__Extract to read__
◇ ◇ ◇ ◇ ◇

ACCC Commissioner Luke Woodward commented that the "ACCC hopes to assist the Court by putting submissions that recognise the public interest in the promotion of competitive digital services markets and the broad public interest nature of the remedial orders that the Court may make."

Epic's proceeding against Google was dismissed in March 2026 as the parties have entered into a settlement agreement which applies globally, including in Australia.

Read the ACCC's media release here.

Key takeaways: The ACCC's interest in these proceedings since commencement in November 2020 is consistent with its monitoring of digital platform-related competition and consumer harms. This was highlighted by its Digital Platform Services Inquiry which ran from 2020 to 2025 and identified a range of concerning practices by dominant digital platforms, including self-preferencing, exclusivity arrangements, and the withholding of access to key technical inputs.

Streamlined Competition Exemption Powers for Emergencies and Exceptional Circumstances, Alongside Increased Penalties in the Petroleum Marketing Industry

On 27 May 2026, the Competition and Consumer Amendment (Responding to Exceptional Circumstances) Bill (the Bill) came into effect. This Bill recognises the challenges that businesses face in responding to exceptional circumstances, including those circumstances that fall short of being considered a national emergency. A recent example of this is the currently ongoing conflict in the Middle East that has impacted supply chains for critical goods such as petroleum. The Bill introduces amendments to both the Competition and Consumer Act 2010 (Cth) (CCA) and the National Emergency Declaration Act 2020 (Cth).

In exceptional circumstances, businesses may need to coordinate or engage in conduct that risks breaching the CCA, even where public benefits substantially outweigh competition risks. Existing authorisation processes can be too slow to enable a rapid response, and the ability to respond quickly may prevent or substantially mitigate significant harm to the economy.

◇ ◇ ◇ ◇ ◇

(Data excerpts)
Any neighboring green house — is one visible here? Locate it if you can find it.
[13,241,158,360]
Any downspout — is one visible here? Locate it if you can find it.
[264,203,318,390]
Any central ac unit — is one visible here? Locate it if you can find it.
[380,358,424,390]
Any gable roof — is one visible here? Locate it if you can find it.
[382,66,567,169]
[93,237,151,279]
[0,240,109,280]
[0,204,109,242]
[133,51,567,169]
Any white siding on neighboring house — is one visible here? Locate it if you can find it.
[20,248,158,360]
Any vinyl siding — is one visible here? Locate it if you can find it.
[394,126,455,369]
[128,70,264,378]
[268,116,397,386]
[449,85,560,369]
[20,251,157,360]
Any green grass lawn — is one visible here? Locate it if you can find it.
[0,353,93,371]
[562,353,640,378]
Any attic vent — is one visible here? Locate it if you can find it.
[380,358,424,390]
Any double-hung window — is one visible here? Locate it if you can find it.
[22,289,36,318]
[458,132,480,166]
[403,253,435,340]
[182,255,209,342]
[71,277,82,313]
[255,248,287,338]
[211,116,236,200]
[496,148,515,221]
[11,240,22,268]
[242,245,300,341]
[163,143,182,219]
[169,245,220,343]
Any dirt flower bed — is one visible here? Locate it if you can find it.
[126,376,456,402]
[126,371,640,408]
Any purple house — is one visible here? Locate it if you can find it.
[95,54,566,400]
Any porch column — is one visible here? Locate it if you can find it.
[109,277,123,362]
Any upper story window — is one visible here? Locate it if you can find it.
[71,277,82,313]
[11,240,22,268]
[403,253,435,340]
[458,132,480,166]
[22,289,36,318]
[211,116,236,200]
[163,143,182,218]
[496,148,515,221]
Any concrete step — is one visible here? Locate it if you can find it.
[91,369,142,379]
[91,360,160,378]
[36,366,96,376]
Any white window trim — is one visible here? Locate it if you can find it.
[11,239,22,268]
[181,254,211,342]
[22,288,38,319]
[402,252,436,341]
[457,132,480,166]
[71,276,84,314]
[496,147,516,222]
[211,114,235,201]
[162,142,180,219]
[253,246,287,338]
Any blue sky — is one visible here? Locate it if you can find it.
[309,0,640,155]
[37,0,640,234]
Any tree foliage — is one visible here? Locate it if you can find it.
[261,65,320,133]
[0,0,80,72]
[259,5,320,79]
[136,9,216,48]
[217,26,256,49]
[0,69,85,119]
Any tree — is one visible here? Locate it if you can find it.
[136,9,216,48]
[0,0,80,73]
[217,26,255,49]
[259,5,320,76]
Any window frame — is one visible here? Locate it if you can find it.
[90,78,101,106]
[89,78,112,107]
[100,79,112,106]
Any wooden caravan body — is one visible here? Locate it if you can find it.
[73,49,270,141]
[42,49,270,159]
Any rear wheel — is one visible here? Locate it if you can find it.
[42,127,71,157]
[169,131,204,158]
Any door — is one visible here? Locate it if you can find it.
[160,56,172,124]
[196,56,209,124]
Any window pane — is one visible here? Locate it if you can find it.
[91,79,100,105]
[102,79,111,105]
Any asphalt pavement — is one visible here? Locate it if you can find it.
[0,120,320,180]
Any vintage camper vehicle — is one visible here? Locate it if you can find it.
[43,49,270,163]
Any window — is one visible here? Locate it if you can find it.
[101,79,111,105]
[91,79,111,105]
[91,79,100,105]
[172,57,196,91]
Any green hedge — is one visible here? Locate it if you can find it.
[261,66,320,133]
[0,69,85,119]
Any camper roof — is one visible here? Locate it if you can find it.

◇ ◇ ◇ ◇ ◇

__Exercise aim__
In the competition law update, replace "petroleum" with "fuel" and give the passage again from "On 27 May 2026, the" to "Act 2020 (Cth).".

__Task response__
On 27 May 2026, the Competition and Consumer Amendment (Responding to Exceptional Circumstances) Bill (the Bill) came into effect. This Bill recognises the challenges that businesses face in responding to exceptional circumstances, including those circumstances that fall short of being considered a national emergency. A recent example of this is the currently ongoing conflict in the Middle East that has impacted supply chains for critical goods such as fuel. The Bill introduces amendments to both the Competition and Consumer Act 2010 (Cth) (CCA) and the National Emergency Declaration Act 2020 (Cth).